[SET EXERCISE]: How many lines in the records below contain the string "skirting"? Tally them and reply with the number alone.

[PROVIDED RECORDS]:
>> START

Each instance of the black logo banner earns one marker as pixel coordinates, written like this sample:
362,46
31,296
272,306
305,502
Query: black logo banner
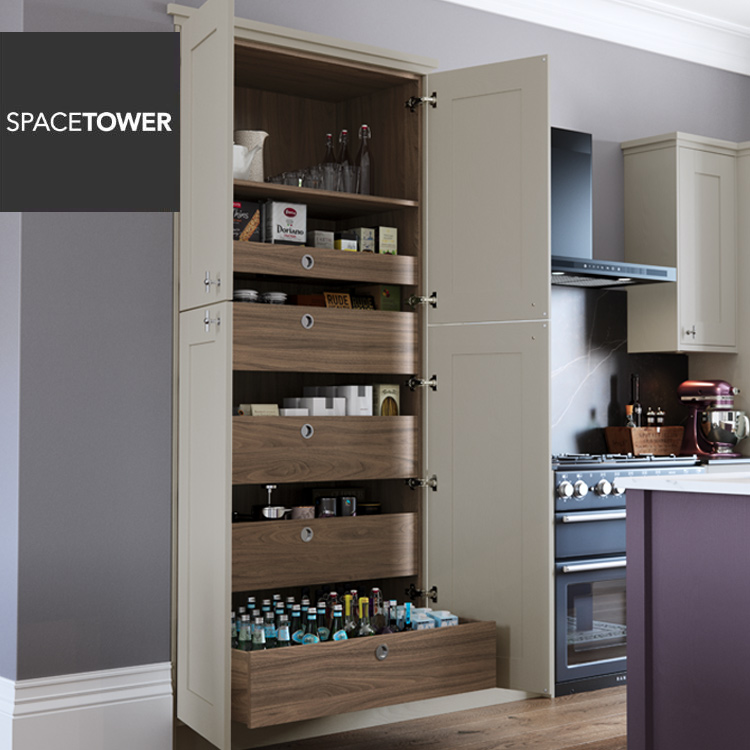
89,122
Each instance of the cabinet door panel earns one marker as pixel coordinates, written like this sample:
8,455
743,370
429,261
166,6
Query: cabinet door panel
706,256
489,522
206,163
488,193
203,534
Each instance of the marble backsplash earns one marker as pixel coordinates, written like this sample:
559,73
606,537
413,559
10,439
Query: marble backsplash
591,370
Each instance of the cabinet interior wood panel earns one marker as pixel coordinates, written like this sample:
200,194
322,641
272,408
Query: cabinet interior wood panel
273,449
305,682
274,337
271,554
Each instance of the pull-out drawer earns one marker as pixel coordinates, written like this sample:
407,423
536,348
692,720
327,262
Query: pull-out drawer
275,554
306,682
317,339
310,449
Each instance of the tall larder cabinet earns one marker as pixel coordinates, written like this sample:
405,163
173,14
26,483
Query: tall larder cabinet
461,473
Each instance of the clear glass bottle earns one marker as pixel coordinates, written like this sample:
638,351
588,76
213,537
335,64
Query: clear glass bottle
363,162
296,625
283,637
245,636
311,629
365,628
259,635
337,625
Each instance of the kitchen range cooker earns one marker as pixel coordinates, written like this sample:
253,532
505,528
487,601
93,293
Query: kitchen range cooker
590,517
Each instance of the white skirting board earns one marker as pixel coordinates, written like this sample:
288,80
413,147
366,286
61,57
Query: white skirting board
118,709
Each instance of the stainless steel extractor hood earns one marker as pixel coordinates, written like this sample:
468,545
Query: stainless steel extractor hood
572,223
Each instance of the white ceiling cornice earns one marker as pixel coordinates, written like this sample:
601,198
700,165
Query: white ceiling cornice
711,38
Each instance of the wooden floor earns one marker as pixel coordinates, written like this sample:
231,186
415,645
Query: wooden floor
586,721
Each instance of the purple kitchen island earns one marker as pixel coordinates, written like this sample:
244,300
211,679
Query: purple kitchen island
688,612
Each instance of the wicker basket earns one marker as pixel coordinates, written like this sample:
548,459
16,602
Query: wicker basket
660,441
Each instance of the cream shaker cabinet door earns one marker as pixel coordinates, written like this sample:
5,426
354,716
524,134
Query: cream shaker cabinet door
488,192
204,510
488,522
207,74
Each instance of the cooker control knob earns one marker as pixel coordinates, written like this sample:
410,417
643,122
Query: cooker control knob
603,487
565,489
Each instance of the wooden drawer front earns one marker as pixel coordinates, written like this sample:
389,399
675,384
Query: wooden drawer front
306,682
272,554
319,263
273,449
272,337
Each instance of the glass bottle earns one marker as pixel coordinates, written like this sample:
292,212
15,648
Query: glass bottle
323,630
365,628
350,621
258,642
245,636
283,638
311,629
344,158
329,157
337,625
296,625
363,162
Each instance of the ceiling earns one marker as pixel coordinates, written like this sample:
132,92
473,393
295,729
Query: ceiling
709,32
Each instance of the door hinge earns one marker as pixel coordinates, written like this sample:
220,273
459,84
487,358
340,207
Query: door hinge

>> END
>> START

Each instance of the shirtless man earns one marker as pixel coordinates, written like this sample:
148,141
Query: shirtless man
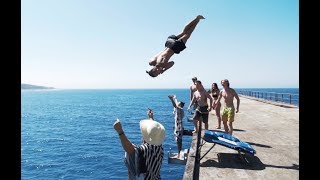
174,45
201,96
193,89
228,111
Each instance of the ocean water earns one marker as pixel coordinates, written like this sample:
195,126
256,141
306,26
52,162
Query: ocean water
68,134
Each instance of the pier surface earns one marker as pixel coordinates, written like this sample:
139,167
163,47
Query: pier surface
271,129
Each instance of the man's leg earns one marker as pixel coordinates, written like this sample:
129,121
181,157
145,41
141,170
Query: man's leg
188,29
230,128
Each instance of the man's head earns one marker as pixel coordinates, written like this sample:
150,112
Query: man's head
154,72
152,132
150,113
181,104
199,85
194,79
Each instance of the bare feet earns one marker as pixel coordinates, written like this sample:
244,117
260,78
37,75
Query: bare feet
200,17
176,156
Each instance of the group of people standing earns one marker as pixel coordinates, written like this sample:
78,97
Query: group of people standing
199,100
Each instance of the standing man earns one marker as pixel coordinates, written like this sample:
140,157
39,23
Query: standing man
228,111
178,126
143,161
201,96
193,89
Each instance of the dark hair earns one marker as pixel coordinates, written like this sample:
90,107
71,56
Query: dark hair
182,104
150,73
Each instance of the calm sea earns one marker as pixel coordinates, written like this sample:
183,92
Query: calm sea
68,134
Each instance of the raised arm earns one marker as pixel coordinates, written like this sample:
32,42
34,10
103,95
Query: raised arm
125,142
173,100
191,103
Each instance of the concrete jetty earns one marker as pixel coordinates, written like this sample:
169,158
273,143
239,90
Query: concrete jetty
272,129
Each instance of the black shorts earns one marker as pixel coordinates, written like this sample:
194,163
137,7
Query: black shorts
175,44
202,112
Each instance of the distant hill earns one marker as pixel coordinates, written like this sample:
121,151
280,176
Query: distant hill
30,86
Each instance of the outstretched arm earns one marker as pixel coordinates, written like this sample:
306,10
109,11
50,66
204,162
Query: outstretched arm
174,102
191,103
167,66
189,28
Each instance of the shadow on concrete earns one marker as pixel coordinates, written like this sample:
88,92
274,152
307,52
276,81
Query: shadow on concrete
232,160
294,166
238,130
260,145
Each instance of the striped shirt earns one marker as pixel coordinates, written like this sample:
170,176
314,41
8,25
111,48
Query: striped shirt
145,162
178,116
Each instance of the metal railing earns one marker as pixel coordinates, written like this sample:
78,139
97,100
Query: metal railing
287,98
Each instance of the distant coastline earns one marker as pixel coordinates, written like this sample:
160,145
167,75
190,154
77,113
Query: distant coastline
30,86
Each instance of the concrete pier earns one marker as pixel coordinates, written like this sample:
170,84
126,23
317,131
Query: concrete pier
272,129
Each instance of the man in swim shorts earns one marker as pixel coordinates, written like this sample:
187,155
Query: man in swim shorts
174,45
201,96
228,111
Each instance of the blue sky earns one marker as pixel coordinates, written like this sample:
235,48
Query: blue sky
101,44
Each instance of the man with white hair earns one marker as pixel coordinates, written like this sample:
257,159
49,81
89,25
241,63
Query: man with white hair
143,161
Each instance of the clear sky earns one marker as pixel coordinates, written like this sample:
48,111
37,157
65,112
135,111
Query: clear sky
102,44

>> END
>> START

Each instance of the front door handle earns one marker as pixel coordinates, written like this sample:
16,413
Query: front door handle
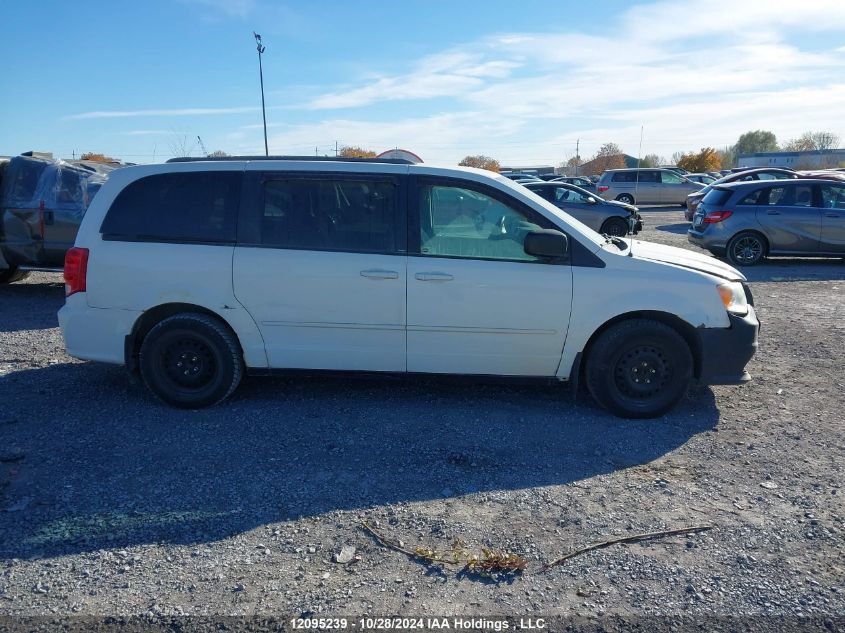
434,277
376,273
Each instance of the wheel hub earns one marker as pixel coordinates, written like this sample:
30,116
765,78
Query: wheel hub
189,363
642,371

>> END

[ANSWER TO THIS EXERCISE]: 2